▸ **INPUT FOR THIS TASK**:
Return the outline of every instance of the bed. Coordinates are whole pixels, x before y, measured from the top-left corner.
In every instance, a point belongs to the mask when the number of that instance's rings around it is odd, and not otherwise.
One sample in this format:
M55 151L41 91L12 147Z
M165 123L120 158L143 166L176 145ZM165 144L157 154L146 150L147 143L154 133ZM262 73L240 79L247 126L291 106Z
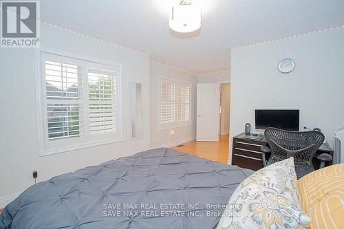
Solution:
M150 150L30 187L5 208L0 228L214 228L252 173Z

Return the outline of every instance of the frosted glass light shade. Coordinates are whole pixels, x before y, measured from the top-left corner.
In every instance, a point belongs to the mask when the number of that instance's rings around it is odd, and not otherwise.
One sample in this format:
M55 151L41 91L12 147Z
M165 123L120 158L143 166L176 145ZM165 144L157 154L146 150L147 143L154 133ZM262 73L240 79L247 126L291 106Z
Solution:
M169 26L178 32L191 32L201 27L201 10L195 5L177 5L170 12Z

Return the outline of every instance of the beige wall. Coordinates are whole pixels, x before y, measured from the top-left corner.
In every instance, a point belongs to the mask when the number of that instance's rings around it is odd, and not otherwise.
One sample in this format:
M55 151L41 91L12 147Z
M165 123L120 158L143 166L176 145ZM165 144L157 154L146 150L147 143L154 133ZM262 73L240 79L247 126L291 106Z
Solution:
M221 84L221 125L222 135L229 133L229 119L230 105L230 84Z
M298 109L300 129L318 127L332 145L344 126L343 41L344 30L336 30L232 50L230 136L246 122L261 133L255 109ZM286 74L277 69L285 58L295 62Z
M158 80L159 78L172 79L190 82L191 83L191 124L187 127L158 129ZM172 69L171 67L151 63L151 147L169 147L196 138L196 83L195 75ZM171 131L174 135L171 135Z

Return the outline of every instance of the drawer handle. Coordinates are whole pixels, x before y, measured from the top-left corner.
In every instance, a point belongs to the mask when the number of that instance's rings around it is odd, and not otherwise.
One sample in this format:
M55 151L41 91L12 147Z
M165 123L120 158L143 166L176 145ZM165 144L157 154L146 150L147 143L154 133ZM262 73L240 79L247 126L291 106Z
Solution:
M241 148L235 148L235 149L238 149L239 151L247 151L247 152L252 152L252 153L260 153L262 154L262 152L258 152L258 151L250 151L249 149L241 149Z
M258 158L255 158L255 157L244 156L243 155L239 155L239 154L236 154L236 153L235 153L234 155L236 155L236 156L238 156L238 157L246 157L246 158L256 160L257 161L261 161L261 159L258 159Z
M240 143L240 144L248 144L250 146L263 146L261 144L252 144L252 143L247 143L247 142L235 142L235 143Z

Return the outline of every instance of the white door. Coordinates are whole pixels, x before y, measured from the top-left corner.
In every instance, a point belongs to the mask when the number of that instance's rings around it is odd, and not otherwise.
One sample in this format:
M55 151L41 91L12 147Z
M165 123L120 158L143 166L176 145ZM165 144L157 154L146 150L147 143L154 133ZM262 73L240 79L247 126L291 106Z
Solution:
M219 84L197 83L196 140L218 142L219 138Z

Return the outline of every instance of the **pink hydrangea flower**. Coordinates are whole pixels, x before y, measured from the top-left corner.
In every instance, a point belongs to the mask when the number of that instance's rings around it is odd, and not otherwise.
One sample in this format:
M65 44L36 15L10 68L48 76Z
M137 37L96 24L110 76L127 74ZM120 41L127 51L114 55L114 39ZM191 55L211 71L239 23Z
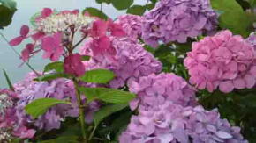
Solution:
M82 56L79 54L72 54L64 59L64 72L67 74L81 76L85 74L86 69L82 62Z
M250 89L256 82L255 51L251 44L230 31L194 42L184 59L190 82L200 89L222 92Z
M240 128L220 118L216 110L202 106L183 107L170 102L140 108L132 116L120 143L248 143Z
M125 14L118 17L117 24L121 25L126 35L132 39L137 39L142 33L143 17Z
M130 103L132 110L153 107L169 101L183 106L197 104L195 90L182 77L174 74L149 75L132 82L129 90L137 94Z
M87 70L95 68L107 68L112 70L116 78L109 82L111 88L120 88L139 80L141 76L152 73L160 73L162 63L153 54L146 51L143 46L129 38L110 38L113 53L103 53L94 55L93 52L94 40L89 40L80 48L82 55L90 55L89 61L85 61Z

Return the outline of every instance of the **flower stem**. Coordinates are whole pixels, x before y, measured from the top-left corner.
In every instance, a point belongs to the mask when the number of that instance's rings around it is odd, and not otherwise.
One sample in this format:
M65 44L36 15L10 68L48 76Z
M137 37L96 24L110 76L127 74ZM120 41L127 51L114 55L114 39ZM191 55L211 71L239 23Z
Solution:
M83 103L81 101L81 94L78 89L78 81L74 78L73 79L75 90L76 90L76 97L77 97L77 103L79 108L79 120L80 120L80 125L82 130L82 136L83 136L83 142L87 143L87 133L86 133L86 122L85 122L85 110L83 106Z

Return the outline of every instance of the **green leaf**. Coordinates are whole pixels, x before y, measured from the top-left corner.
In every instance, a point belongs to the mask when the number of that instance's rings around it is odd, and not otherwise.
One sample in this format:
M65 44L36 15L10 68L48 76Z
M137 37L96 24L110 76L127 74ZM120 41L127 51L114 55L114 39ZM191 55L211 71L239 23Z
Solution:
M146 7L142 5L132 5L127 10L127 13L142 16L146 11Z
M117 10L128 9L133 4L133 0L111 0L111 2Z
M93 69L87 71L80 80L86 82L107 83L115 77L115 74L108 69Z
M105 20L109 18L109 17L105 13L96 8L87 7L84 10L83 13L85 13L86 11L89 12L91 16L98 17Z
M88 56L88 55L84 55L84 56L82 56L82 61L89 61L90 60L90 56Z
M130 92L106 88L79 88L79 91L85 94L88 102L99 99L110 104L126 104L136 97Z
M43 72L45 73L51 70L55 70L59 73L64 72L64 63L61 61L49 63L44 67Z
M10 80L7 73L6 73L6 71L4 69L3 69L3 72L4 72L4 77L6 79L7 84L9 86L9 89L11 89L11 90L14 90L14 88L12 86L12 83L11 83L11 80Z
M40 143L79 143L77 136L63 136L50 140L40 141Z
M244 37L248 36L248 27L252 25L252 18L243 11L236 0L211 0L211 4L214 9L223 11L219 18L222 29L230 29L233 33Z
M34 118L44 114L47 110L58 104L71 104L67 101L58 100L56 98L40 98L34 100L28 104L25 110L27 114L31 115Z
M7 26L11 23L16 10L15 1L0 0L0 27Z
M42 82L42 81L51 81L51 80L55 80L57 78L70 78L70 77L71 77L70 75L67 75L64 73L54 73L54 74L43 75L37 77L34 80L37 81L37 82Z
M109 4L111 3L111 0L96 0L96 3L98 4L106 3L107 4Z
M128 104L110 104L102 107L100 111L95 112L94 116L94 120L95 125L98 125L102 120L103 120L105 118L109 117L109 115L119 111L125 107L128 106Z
==
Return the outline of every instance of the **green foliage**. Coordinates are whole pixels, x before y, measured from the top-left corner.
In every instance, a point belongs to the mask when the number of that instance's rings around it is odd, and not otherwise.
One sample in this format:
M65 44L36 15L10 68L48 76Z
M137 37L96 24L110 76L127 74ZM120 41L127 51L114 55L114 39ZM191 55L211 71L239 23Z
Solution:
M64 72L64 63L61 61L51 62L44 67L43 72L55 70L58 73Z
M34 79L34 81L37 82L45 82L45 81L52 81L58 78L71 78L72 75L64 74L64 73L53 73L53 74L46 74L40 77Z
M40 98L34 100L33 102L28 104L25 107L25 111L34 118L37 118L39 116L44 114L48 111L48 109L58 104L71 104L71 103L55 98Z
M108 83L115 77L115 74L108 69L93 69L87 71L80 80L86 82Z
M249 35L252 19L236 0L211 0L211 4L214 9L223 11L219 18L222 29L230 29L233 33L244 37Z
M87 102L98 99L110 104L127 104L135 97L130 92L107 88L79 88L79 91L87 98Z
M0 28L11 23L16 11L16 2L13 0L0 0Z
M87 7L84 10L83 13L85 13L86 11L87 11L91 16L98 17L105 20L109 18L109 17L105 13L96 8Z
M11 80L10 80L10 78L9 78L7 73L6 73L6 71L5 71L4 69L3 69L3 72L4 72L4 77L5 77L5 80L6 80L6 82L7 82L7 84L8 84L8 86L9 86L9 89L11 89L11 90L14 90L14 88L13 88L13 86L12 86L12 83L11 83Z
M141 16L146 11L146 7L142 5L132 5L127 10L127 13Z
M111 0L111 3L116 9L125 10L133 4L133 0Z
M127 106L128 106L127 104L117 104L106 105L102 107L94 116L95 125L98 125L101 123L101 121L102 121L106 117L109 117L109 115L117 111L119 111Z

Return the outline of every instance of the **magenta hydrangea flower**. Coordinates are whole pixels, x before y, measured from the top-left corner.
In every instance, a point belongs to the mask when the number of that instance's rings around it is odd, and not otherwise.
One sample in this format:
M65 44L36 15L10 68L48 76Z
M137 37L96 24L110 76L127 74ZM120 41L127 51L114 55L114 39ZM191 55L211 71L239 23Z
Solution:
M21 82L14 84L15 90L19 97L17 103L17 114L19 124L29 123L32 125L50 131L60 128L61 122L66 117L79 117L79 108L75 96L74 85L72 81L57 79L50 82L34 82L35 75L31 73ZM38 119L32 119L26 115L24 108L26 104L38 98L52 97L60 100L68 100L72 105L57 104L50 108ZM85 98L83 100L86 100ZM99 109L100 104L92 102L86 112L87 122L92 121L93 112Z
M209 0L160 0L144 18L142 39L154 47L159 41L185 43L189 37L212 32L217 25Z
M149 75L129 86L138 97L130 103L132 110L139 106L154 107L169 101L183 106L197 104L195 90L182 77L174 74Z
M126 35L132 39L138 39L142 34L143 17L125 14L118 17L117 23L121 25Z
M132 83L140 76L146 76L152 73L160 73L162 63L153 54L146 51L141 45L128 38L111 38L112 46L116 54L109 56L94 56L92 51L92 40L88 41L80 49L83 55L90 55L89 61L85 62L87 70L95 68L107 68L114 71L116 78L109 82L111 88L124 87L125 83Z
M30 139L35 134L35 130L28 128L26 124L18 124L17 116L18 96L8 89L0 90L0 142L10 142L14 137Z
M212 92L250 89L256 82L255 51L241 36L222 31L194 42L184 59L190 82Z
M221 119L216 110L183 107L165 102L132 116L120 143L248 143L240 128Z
---
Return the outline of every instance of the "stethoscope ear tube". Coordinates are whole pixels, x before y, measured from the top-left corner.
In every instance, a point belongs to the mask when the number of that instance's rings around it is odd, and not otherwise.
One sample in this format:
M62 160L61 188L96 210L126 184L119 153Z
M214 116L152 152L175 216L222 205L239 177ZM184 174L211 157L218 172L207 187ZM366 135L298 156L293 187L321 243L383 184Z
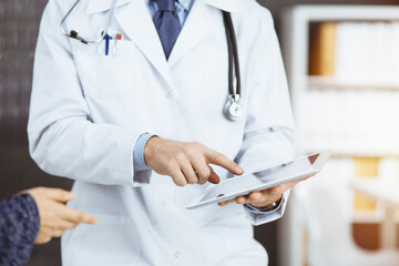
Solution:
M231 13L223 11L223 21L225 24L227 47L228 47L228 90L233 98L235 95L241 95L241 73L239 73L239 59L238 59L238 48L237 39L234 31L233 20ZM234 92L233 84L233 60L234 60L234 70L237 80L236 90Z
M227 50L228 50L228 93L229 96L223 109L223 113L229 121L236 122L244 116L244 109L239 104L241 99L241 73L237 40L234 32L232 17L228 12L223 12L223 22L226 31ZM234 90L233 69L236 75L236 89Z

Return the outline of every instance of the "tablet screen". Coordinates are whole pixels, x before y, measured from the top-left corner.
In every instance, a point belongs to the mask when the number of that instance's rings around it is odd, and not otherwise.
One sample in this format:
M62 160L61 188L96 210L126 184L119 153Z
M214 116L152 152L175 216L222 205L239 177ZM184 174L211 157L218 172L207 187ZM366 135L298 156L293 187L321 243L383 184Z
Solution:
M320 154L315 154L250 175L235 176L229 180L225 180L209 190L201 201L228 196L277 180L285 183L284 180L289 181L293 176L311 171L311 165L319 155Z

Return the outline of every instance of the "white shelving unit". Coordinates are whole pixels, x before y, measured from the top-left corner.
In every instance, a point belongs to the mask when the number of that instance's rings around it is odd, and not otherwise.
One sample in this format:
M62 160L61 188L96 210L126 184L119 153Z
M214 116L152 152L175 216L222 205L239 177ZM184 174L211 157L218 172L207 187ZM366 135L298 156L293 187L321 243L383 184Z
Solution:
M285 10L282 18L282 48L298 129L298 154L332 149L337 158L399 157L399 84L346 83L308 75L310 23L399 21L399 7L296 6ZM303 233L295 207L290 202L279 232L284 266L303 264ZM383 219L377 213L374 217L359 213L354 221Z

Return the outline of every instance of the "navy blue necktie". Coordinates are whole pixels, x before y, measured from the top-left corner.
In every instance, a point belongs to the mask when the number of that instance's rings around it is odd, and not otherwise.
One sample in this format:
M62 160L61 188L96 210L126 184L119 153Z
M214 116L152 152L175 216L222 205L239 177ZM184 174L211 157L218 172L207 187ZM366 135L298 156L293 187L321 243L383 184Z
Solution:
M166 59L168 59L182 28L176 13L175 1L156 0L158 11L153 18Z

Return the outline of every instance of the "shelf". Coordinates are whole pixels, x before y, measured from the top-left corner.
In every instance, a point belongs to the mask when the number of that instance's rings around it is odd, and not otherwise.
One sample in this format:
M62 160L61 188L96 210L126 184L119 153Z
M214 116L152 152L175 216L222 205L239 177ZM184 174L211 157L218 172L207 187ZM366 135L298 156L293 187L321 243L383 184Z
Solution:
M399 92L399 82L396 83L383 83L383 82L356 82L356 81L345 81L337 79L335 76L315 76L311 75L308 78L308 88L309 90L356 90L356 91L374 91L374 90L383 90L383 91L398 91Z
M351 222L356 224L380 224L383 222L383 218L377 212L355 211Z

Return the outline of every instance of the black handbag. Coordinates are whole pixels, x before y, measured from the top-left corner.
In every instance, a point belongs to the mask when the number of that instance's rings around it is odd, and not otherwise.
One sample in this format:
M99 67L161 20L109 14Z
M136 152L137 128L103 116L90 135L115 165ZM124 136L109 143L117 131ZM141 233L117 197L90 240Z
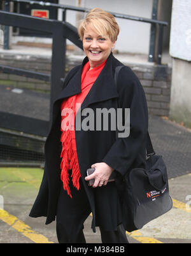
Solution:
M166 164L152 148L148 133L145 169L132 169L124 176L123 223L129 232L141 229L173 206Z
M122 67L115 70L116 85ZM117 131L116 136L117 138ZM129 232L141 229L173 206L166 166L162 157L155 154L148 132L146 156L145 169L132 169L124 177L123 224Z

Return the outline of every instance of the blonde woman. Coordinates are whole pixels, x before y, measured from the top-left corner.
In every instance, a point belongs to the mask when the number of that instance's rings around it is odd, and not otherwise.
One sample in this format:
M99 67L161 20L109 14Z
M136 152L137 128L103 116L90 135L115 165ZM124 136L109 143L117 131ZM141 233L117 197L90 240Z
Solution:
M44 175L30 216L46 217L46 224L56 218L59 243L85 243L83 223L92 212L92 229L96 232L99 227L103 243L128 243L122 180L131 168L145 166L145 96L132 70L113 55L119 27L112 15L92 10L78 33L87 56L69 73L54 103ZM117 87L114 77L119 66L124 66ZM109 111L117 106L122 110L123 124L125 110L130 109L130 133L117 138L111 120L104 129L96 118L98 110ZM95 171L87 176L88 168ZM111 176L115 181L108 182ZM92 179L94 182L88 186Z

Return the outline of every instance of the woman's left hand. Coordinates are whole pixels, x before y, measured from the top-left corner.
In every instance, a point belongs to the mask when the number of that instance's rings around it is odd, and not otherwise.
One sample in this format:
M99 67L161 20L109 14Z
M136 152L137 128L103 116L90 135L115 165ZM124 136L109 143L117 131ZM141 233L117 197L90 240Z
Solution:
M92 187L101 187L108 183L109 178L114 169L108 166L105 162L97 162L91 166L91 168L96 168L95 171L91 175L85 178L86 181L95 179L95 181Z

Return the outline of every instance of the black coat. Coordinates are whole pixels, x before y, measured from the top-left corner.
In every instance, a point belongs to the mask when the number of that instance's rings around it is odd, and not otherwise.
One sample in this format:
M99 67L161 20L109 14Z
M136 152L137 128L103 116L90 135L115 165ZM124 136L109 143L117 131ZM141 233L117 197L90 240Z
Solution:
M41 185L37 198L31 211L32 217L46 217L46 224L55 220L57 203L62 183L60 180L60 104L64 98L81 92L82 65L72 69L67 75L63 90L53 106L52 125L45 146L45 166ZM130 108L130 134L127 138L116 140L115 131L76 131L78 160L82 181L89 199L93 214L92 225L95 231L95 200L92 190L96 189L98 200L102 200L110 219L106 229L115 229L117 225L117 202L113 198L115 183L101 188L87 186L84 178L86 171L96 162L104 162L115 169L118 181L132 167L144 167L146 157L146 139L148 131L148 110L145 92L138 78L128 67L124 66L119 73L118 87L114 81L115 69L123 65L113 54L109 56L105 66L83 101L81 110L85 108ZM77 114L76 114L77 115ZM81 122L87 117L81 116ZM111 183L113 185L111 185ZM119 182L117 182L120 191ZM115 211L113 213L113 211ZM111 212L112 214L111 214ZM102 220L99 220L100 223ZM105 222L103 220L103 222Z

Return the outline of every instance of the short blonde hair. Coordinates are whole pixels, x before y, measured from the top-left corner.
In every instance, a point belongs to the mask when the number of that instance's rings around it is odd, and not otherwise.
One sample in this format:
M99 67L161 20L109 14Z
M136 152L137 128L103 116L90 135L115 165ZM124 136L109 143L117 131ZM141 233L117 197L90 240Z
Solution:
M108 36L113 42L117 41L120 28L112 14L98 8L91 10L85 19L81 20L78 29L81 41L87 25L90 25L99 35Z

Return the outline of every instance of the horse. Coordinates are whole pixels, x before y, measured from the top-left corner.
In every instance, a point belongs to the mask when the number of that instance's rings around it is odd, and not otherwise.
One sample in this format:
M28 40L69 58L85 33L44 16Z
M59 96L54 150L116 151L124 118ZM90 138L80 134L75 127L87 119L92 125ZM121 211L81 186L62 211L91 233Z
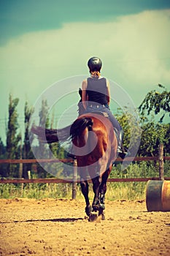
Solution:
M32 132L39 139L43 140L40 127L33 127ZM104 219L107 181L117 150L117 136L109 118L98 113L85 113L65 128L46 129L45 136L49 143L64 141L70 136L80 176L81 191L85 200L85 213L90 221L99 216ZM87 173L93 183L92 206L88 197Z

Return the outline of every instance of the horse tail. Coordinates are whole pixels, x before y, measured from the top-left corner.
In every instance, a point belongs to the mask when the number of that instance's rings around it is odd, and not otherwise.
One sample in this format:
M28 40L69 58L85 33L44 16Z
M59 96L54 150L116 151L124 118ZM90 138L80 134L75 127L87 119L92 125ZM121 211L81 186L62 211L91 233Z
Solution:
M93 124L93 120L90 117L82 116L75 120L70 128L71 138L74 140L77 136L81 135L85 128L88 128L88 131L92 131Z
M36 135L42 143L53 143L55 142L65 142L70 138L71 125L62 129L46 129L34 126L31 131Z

▸ **SHORT TASK**:
Which lines of the data above contain the string "green", matched with case counting? Show each of those lines in full.

▸ **SOLUTION TO THE PROBLEM**:
Return the outline of every instance of the **green leaf**. Coordinates are whole pixels, x before y, measured from the top-left corner.
Return the outline of every instance of the **green foliage**. Coordinates are whole pixels, x before y, measured from the top-left corner.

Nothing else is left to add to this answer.